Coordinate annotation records
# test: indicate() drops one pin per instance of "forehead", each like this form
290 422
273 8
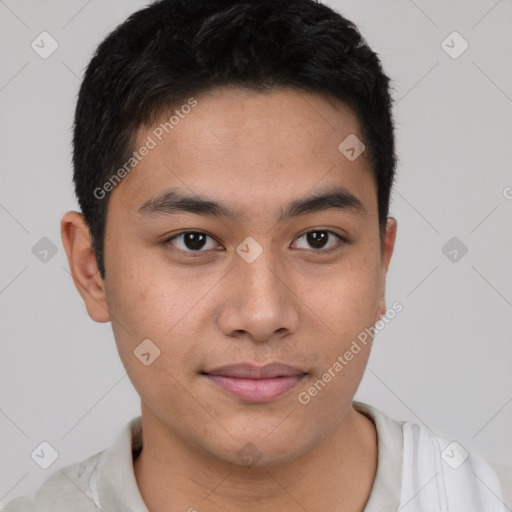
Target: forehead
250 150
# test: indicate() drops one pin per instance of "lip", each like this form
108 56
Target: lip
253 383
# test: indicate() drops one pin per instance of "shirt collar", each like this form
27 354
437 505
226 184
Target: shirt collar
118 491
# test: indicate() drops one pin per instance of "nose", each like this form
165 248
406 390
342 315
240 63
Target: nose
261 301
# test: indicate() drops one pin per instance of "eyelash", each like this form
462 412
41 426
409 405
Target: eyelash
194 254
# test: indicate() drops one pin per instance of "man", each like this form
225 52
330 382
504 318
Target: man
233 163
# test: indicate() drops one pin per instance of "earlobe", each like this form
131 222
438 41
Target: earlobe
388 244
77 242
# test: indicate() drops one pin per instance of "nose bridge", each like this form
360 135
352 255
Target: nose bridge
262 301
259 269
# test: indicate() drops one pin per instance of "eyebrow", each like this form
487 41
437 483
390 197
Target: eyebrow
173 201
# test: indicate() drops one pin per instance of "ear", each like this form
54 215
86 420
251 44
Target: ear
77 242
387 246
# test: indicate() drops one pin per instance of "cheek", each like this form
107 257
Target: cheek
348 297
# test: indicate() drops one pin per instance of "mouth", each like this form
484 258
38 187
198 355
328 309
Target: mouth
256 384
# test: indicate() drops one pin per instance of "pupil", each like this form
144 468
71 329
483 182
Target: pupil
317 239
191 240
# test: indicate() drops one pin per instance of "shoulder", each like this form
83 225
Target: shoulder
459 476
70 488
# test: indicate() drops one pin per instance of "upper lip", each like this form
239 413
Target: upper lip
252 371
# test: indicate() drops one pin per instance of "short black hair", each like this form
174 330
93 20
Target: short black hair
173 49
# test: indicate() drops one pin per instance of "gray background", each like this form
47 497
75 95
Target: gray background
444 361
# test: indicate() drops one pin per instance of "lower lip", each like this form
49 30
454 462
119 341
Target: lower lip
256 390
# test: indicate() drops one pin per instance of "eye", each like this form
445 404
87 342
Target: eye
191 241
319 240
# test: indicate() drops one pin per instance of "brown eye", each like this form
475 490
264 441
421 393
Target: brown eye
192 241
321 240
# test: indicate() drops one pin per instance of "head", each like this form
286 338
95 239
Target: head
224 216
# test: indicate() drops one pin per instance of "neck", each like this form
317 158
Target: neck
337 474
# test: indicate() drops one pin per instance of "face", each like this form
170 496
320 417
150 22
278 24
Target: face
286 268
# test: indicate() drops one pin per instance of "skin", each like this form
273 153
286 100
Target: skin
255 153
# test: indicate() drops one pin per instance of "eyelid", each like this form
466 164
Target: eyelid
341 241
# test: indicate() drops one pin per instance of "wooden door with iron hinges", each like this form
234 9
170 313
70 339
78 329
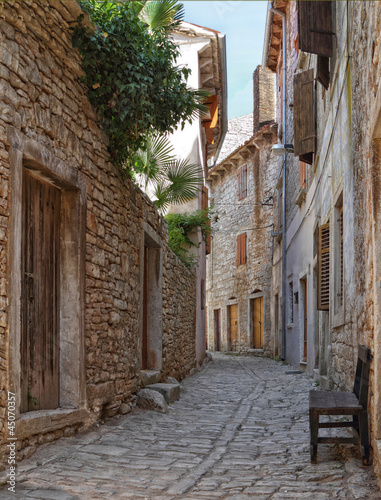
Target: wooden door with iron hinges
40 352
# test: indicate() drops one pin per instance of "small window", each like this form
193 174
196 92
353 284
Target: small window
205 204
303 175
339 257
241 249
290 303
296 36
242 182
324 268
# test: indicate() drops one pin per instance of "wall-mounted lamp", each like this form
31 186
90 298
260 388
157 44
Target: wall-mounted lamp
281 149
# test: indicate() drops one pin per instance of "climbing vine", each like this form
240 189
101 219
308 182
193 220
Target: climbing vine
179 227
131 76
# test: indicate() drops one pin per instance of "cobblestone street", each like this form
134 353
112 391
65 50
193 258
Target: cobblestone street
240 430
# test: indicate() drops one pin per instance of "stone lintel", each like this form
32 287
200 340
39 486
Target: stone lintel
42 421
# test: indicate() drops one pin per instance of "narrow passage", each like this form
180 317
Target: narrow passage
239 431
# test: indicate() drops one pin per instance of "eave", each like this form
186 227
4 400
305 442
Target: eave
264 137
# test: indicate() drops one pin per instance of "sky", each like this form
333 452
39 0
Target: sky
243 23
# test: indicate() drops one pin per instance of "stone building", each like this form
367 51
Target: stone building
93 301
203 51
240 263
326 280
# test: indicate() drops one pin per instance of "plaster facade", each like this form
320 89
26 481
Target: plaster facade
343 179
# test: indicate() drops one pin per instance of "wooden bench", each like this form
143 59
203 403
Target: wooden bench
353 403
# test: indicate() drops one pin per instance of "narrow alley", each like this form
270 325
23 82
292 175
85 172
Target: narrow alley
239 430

* Exercise task *
Copy the records exactly. Skip the pictures.

* Full output *
# test: indicate() drops one pin per instance of "forehead", each like this form
290 422
273 8
Target: forehead
250 150
# test: indicate() drops one pin per instance of "lip", each like this form
108 56
Target: lip
253 383
# test: indicate() drops one pin per instance of "shirt collar", each like this form
27 354
437 505
226 184
Target: shirt collar
118 491
# test: indicate() drops one pin per instance of "nose", each like this form
165 248
406 390
342 315
240 63
Target: nose
261 301
# test: indicate() drops one pin per instance of "eyelash", each like this form
462 412
41 426
409 405
Target: eyelash
194 254
# test: indicate() drops one pin per instance of "man", each like this form
225 52
330 382
504 318
Target: man
233 163
# test: indicate() drops one pin per instance of "earlobe", each like this form
131 222
438 41
Target: earlobe
388 244
77 242
# test: indicate() drops one pin per instance of "nose bridge", each like this form
360 135
352 255
Target: nose bridge
262 301
259 269
# test: indicate() drops one pin per instance of "eyebrow", each like this form
487 41
437 483
390 197
Target: eyebrow
173 201
# test: indicate() drops one pin per instance of "ear", each like this form
54 215
86 420
251 44
Target: ear
77 242
387 246
# test: indicate() drops one pin per instance of "cheek", each like this form
107 257
Target: cheek
348 297
# test: indicate() drops one pin per instance of "mouth", each like this form
484 258
38 187
198 355
328 309
Target: mouth
256 384
# test: indicate() drops one pin per instance of "pupil", each like this form
144 468
71 329
483 182
Target: pupil
317 239
191 240
# test: indicate() drops one pin per instance of "shoulder", each like this form
83 225
Target: shoulder
459 476
70 488
# test: indicate() drops one pin per instance of "upper lip", each like this form
239 413
Target: upper lip
252 371
# test: indicate() drops one pin per instance of "short black hair", each like this form
174 330
93 20
Target: short black hair
173 49
# test: indicate() drops one pin per instance of "gray background", each like this form
47 497
75 95
Target: gray background
444 361
# test: indicate() drops one pin per instance of "lower lip", each like this form
49 30
454 462
119 341
Target: lower lip
256 390
# test: indicate() drops one pin per instance of "eye", each like this form
445 404
87 342
Target: eye
191 241
319 240
# test: indicate() drops one pin per instance of "brown eye", each like this form
475 490
264 441
421 393
Target: brown eye
192 241
321 240
# test: indicate() drops one pin per instance of "head", each like this form
286 338
95 239
Target: head
224 216
# test: indicate() drops one pin per instance of "neck", each like this form
317 158
Target: neck
337 474
# test: indicate() drops one pin per instance of "face", each like this form
170 496
320 417
150 22
278 24
Target: face
286 268
# test: indicate() drops one pin per instance of "skin", each like this form
273 153
286 100
Target: skin
255 153
# test: indicate() drops one pin per instance of "eyelid", each like this form
466 164
Target: eyelid
341 241
# test: indicate() drops one pin per instance of "wooden door with iron hinges", each like this form
234 9
170 313
70 339
78 329
Target: wooden door with iron hinges
40 352
# test: indicate() drops one pin per instance of "small window", each like this form
193 174
196 92
353 284
Target: small window
205 204
303 175
339 257
241 249
290 303
296 36
242 182
324 268
# test: indicate() drops one pin per instance of "wall-mounted lamp", each like this form
31 186
90 298
260 388
157 44
Target: wall-mounted lamp
281 149
# test: indicate() drops one pin per instance of "climbing vine", each like this form
240 189
101 219
308 182
193 220
Target: climbing vine
179 227
131 76
# test: indicate() drops one pin per instance of "cobblestone street", each like this form
134 353
112 391
65 50
193 258
Target: cobblestone street
240 430
# test: indicate() drops one pin per instance of "stone lintel", each like this form
32 287
200 340
39 486
Target: stone lintel
42 421
# test: indicate() drops one pin per instance of "narrow passage", each like this form
180 317
Target: narrow passage
239 431
# test: indicate() drops one pin per instance of "eave", each like this form
186 227
4 400
305 442
Target: eave
264 137
# test: indicate() drops one pin per instance of "sky", each like this form
333 452
39 0
Target: sky
243 23
# test: indicate() drops one pin per instance of "stone building", each like this form
367 51
Target: stone building
93 301
203 51
240 263
326 280
# test: indicate() drops one pin per instance of "plaster facade", each like this form
320 89
26 481
Target: plaster facade
343 179
# test: indicate() drops one pin per instance of "wooden bench", each like this form
143 59
203 403
Target: wooden bench
353 403
# test: indicate() drops one pin per instance of "narrow alley", each like this form
270 325
23 82
292 175
85 172
Target: narrow alley
239 430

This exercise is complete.